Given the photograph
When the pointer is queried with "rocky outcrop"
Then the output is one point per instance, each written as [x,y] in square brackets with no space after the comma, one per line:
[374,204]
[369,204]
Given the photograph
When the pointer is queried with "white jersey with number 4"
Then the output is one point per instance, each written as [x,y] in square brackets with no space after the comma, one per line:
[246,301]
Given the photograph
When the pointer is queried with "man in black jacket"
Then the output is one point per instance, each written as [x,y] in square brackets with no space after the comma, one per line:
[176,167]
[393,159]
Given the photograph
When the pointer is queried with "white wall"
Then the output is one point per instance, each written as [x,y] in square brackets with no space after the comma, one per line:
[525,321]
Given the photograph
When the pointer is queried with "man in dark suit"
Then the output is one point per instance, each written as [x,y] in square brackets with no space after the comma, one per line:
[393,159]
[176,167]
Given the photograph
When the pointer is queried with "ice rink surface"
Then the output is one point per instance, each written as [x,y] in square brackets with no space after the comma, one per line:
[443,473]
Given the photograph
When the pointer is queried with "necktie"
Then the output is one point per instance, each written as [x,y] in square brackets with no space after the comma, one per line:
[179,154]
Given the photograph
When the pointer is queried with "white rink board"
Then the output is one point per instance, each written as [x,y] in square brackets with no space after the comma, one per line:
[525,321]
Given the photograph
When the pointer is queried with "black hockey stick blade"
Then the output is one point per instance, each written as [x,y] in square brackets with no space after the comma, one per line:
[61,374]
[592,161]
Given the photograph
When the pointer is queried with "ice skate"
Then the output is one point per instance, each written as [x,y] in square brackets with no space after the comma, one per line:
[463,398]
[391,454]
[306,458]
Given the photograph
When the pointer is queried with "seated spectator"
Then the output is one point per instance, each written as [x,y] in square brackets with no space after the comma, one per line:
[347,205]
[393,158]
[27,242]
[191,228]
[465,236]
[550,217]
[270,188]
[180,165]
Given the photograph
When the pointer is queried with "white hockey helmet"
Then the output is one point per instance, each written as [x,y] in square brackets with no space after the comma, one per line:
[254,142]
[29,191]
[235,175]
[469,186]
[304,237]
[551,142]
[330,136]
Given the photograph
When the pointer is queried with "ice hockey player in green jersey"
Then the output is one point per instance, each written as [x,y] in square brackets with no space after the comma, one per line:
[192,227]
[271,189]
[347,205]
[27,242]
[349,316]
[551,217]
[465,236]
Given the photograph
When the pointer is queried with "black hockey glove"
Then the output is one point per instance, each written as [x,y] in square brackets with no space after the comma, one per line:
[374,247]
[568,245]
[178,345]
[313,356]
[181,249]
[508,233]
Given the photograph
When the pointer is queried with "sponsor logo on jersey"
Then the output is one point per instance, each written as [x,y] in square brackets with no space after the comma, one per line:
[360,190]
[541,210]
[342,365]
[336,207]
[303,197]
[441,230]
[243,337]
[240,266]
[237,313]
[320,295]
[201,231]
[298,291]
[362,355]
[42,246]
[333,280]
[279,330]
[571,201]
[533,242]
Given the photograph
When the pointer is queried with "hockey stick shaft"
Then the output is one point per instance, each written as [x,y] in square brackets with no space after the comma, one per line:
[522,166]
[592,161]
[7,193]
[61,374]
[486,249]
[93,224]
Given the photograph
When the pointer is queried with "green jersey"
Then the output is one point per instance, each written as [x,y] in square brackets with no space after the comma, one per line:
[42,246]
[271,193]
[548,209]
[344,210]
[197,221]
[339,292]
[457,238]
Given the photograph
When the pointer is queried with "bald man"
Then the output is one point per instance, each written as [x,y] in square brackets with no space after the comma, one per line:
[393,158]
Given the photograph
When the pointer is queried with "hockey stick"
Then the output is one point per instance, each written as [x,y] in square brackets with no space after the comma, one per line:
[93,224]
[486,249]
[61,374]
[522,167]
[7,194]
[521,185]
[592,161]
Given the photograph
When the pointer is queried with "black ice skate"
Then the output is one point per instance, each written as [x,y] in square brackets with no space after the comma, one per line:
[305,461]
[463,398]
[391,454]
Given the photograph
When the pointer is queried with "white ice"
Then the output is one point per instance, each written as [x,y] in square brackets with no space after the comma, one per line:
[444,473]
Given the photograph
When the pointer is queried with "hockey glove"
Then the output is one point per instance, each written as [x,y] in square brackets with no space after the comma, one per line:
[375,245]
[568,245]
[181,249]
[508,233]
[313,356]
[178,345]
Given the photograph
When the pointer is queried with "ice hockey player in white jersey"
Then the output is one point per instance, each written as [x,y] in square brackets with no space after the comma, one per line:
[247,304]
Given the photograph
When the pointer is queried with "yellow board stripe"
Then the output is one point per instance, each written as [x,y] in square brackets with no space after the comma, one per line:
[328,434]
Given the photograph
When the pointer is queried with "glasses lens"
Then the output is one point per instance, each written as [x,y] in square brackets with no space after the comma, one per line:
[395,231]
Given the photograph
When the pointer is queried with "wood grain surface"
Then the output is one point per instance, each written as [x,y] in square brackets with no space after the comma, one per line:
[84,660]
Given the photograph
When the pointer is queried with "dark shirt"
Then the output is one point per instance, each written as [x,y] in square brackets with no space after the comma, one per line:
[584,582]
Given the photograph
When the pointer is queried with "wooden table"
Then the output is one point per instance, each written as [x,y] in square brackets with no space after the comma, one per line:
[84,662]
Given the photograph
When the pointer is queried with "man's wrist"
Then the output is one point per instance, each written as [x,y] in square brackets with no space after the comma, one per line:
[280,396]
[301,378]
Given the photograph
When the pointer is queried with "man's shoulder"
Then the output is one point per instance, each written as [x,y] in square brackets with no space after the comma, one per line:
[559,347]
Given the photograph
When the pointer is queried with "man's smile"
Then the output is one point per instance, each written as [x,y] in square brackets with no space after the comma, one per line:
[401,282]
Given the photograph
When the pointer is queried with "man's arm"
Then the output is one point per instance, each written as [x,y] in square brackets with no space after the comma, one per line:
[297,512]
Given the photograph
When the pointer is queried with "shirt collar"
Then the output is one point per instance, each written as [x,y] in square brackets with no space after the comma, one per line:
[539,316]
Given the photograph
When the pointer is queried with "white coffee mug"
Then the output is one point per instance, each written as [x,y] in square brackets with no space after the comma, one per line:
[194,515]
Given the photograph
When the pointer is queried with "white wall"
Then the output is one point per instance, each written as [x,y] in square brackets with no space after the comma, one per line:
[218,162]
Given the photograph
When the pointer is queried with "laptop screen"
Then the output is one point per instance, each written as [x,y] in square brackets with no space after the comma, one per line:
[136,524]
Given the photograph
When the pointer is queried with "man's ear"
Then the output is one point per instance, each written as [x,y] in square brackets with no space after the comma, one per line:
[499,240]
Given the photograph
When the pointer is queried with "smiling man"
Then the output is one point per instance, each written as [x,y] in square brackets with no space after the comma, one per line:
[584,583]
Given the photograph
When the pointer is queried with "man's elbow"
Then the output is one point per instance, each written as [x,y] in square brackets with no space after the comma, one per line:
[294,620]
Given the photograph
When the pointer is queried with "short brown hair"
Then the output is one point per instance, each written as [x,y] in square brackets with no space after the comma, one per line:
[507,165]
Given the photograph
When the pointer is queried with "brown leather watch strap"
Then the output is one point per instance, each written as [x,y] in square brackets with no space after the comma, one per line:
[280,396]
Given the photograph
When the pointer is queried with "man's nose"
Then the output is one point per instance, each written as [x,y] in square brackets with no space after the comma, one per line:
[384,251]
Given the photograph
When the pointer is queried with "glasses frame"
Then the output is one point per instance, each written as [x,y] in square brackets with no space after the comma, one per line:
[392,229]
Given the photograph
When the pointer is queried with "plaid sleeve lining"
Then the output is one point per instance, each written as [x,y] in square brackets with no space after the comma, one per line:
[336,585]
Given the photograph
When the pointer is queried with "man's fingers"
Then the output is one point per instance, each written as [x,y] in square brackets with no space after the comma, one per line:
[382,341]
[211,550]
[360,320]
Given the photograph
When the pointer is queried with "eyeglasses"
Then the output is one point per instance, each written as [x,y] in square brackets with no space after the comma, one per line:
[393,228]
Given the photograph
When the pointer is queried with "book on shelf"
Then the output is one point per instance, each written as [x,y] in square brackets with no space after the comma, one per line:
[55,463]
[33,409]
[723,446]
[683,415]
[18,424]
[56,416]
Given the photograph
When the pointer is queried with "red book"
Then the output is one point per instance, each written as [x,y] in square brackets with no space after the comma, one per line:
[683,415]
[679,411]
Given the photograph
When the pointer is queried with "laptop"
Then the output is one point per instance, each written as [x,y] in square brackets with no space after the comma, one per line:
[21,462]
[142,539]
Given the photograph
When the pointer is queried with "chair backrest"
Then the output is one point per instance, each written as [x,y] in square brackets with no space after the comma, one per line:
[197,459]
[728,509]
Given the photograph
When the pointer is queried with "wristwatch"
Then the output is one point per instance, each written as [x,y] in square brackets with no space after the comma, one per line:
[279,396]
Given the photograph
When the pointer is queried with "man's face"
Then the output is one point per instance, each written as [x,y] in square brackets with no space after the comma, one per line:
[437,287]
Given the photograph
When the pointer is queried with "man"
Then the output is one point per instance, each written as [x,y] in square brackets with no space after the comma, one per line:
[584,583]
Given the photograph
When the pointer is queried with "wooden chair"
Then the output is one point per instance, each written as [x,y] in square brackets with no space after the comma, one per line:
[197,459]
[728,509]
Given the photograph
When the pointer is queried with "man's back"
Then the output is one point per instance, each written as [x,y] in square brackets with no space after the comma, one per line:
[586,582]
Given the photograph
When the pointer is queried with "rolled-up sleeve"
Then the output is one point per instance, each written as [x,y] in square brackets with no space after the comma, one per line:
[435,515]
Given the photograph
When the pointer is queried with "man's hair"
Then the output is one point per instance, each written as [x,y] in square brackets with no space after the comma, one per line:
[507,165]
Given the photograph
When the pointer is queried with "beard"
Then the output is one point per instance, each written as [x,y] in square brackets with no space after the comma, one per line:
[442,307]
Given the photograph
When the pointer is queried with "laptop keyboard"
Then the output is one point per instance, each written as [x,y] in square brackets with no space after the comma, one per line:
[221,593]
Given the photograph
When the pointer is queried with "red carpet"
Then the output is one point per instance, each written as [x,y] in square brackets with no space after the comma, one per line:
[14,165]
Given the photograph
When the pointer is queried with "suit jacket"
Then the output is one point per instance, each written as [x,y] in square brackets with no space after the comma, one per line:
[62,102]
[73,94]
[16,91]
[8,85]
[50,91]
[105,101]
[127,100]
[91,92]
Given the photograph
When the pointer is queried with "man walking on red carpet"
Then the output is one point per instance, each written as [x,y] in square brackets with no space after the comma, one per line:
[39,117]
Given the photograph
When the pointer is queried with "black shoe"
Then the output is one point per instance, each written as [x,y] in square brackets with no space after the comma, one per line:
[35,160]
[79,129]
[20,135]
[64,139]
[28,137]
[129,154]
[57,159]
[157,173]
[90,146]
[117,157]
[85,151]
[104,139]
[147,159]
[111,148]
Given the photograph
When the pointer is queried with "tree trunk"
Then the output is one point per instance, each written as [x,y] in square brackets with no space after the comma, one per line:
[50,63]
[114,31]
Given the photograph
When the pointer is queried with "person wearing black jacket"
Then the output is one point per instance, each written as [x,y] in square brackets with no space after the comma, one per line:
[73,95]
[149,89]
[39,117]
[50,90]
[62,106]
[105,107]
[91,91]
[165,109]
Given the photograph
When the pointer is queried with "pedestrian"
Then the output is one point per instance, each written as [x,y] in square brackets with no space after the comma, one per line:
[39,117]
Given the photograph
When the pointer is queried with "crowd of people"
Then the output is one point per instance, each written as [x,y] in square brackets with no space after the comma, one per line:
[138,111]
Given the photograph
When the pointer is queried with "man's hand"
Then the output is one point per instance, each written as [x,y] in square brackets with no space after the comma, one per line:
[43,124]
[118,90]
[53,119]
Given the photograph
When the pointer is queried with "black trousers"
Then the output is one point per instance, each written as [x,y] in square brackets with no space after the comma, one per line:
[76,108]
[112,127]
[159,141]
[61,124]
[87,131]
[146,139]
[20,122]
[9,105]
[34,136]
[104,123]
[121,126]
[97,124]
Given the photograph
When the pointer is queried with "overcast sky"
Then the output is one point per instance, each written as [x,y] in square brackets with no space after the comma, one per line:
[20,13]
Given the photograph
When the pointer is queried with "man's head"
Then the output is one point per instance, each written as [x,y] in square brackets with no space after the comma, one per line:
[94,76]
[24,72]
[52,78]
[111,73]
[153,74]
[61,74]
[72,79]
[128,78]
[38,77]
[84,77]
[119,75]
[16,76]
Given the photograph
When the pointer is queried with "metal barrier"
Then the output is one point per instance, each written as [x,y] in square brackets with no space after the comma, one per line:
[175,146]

The exercise. Locate every line of the material above that contains the word "glove", and copy each of those lines.

Expected answer.
When the pointer is queried with "black hockey glove"
When the pointer is queried with "hockey glove"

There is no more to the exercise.